In this section we outline the circumstances by where two different sets of marginal covariate distributions may yield the same marginal causal effect densities when assuming that $\hat{c}_{\YIZbdX}$ is a conditional copula density derived from a Gaussian copula. First and foremost, we want to emphasize that this is a rather strict scenario, and it is less likely to occur in real-world settings.

This assumes that the ranks of the marginal causal effect are distributed as follows:
\begin{align}
\label{eq:cond-gauss-cop}
    \Phi^{-1}(u_{\YIdX}) \mid \Phi^{-1}(u_{Z_1}), \dots, \Phi^{-1}(u_{Z_D}) \sim \mathcal{N}\left( \sum_{d=1}^{D} \beta_{d}\Phi^{-1}(u_{Z_d}),~1 - \sum_{d=1}^{D}\beta_{d}^{2}\right),
\end{align}
which assures that the marginal distribution of $\Phi^{-1}(u_{\YIdX}) \sim \mathcal{N}(0,1)$ if $\{\Phi^{-1}(u_{Z})\}_{i}$. Given \Cref{eq:cond-gauss-cop}, our question is whether there is another set of conditioning variables which yields the same marginal outcome of the conditional model.

_PROVIDED MATERIAL_.
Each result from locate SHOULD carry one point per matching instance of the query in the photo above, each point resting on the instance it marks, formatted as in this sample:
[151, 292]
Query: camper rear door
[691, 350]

_EXERCISE REQUIREMENTS_.
A - For the text on Gaussian copulas above, decide whether each statement agrees with it, answering yes or no and quoting the deciding words: (i) the scenario it describes is presented as common in real-world settings; (ii) the conditional copula density is assumed to be derived from a Gaussian copula; (iii) the question it raises is whether another set of conditioning variables yields the same marginal outcome of the conditional model.
B - Write a continuation of the text on Gaussian copulas above, starting right after its last sentence.

_WRITTEN RESPONSES_.
A -
(i) No: "it is less likely to occur in real-world settings."
(ii) Yes: "is a conditional copula density derived from a Gaussian copula."
(iii) Yes: "our question is whether there is another set of conditioning variables which yields the same marginal outcome of the conditional model."

B -
We can rewrite \Cref{eq:cond-gauss-cop} as a linear combination of Gaussians:
\begin{align}
    \Phi^{-1}(u_{\YIdX}) = \sum_{d=1}^{D} \beta_{d} T_{d} + \epsilon
\end{align}
where $\epsilon \sim \mathcal{N}\left(0, 1 - \sum_{d=1}^{D}\beta_{d}^{2}\right)$, and $\{T_{d}\}_{d=1}^D$ are an arbitrary set of conditioning variables. If the marginal distribution of $\Phi^{-1}(u_{\YIdX})$ is Gaussian, then $\{T_{d}\}_{d=1}^D$ must each be Gaussian (Gaussian closure under linear marginalisation).

Our next question is finding which linear transformations of $\{T_{d}\}_{d=1}^D$ will yield a standard Gaussian distribution of $\Phi^{-1}(u_{\YIdX})$. Assume that $\{T_{d}\}_{d=1}^D$ yields a marginal distribution of $\Phi^{-1}(u_{\YIdX})$ which is standard Gaussian. Let us perform the change of variables transformation
\begin{equation*}
    W_{d} = \alpha_{d} T_{d} + \mu_{d}, ~\forall~d=\{1,\dots,D\}
\end{equation*}
where $\alpha_{d}$ and $\mu_{d}$ are all constants. Our goal is to identify a set of conditions for $\{(\alpha, \mu)\}_{d}$ whereby 
\begin{equation*}
    \mathbb{E}\left[\sum_{d=1}^{D} \beta_{d} W_{d} + \epsilon \right] = 0 \qquad \text{and} \qquad \mathbf{Var}\left[ \sum_{d=1}^{D} \beta_{d} W_{d} + \epsilon \right] = 1.
\end{equation*}
Starting with the expectation,
\begin{align}
    \mathbb{E}\left[\sum_{d=1}^{D} \beta_{d} W_{d} + \epsilon \right] &= \mathbb{E}\left[\sum_{d=1}^{D} \alpha_{d} \beta_{d} T_{d} + \sum_{d=1}^{D} \beta_{d} \mu_{d} \right] \\
    &= \sum_{d=1}^{D} \beta_{d} \mu_{d}.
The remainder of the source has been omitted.